Information given:

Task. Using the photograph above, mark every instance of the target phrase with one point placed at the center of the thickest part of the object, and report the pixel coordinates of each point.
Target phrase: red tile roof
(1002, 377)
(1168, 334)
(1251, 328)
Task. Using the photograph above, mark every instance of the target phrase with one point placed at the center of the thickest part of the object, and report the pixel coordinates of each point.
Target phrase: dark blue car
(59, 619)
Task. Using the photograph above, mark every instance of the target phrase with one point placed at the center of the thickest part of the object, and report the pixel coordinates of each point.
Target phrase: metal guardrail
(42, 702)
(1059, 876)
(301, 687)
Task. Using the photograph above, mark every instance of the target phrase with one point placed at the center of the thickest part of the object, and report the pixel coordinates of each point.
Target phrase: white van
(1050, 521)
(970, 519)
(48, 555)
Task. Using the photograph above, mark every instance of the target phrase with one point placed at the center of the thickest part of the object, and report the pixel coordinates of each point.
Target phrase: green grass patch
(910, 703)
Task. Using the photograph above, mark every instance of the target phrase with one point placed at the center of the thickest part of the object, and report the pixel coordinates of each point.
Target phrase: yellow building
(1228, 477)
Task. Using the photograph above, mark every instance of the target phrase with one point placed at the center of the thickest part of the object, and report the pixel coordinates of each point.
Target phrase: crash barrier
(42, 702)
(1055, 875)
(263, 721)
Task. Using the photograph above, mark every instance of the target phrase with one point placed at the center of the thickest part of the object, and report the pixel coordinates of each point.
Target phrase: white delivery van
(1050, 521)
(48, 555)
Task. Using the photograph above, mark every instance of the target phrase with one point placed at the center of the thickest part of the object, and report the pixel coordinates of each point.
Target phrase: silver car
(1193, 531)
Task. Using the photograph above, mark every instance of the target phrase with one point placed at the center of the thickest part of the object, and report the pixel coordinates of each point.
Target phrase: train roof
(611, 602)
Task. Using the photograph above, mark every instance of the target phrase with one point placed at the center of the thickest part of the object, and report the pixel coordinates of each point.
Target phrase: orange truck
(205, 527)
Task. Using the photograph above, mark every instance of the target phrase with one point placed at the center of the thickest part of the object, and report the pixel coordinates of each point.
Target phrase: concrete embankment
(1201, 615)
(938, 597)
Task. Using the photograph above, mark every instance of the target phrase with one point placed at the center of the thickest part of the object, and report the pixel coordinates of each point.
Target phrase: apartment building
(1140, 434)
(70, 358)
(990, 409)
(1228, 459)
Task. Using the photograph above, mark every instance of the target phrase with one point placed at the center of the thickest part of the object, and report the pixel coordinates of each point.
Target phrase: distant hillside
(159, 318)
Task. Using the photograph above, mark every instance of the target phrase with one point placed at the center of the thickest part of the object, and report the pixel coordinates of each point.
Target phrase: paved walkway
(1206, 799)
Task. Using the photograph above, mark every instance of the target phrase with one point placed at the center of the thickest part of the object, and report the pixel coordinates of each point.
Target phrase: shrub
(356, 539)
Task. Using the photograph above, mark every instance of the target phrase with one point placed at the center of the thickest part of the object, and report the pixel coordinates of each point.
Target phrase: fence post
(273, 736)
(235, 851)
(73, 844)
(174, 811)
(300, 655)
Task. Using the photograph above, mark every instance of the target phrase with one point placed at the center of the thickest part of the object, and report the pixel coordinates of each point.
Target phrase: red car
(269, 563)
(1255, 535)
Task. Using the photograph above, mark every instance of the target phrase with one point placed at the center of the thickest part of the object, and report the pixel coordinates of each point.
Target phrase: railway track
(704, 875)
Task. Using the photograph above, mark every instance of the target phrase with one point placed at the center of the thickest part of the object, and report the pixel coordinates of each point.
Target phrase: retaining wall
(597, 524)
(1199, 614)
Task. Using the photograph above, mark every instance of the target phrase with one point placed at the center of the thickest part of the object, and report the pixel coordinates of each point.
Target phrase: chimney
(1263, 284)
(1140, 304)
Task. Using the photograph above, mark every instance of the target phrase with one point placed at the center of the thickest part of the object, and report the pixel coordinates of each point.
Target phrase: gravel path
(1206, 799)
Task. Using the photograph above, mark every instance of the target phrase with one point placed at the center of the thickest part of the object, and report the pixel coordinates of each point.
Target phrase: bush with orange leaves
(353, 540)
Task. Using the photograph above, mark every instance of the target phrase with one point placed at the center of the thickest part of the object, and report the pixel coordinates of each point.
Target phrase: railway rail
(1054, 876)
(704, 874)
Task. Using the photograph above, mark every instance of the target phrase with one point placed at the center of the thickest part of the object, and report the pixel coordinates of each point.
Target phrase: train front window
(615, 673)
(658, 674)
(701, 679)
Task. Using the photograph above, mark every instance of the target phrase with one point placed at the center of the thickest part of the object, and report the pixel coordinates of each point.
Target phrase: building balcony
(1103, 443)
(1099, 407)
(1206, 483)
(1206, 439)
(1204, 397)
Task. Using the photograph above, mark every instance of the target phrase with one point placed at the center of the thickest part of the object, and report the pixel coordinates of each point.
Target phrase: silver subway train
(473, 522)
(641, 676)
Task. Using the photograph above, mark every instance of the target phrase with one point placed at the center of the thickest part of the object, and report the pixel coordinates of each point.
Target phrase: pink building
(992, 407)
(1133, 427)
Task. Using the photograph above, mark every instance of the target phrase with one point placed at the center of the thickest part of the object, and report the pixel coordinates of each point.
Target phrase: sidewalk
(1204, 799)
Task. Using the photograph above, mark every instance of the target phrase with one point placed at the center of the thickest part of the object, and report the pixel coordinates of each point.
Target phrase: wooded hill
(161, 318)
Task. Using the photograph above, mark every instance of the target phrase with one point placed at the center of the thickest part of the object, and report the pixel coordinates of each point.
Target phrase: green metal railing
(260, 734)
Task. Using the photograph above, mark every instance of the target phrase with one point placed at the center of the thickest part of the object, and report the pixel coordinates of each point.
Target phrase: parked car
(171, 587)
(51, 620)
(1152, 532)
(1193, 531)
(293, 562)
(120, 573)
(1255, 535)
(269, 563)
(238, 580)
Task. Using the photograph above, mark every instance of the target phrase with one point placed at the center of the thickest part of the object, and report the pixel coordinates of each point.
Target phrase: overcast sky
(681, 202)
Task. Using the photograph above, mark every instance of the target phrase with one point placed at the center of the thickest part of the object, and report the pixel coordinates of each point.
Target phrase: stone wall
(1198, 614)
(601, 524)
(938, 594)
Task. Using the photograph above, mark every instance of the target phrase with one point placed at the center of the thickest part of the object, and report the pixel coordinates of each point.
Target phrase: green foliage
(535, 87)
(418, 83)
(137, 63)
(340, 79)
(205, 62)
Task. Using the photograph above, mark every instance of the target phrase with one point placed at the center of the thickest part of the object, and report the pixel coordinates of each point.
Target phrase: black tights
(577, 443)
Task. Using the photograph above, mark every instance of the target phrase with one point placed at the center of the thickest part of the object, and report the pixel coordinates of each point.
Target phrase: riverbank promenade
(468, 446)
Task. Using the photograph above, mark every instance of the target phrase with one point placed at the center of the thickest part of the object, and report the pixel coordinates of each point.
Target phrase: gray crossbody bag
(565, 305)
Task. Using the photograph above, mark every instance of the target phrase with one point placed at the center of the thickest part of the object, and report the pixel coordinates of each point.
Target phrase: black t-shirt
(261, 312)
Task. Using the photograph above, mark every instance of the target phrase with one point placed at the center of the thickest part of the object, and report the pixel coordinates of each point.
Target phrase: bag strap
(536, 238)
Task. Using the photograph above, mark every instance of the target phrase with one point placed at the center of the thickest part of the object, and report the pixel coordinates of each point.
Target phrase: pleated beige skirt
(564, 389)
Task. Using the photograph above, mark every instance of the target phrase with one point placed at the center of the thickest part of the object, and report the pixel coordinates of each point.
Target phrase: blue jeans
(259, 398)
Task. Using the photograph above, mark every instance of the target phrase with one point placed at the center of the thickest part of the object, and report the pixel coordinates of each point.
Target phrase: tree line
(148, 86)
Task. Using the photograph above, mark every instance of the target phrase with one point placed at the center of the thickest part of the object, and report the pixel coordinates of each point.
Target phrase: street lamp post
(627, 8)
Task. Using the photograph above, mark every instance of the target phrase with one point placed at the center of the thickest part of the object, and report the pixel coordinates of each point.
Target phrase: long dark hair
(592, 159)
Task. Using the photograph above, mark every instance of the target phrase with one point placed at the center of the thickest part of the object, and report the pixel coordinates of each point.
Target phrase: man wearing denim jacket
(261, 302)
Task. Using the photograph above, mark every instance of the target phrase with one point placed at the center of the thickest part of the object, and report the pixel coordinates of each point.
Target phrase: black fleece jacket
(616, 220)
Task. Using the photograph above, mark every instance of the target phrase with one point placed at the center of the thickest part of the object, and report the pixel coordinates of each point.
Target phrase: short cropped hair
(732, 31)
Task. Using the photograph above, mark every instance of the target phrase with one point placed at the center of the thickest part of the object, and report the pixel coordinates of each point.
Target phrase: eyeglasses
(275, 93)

Required action:
An exact copy of the lines from the one containing "Target phrase: tree line" through the end of the data above is the whole answer.

Problem solution:
Target phrase: tree line
(148, 86)
Task. Using the photograph above, mark every instance of the target phrase with one point placed at the center of the thickest part of the object, and report the pixel coordinates of each point.
Target phrase: street lamp post
(627, 8)
Task. Using the photograph above, mark every instance of the target phrase with one point placed at the center of the thickest part of the object, and report the pixel coordinates of each point.
Target phrase: long dark hair
(592, 159)
Task. Using the photograph above, mark every instance of the target phrase with one point placed at the center of the thickest part of the object, and report the pixel coordinates of each point.
Target phrase: man wearing denim jacket
(261, 302)
Task. Using the photograph above, mark every instance of the target phrase with one point placed at the center of the thickest part of the object, and report the pixel coordinates of each point.
Target phrase: black fleece jacket
(616, 220)
Task. Using the photograph above, mark every instance of the target phrase with one point placed at the center of the thickest part of the object, and report the pixel coordinates of each point.
Target phrase: short cropped hair
(732, 31)
Task. Using the photograph above, mark every instance of the target phrase with one point placed at the center of the thickest part of the object, and report the pixel coordinates of each point.
Target phrase: eyeglasses
(275, 93)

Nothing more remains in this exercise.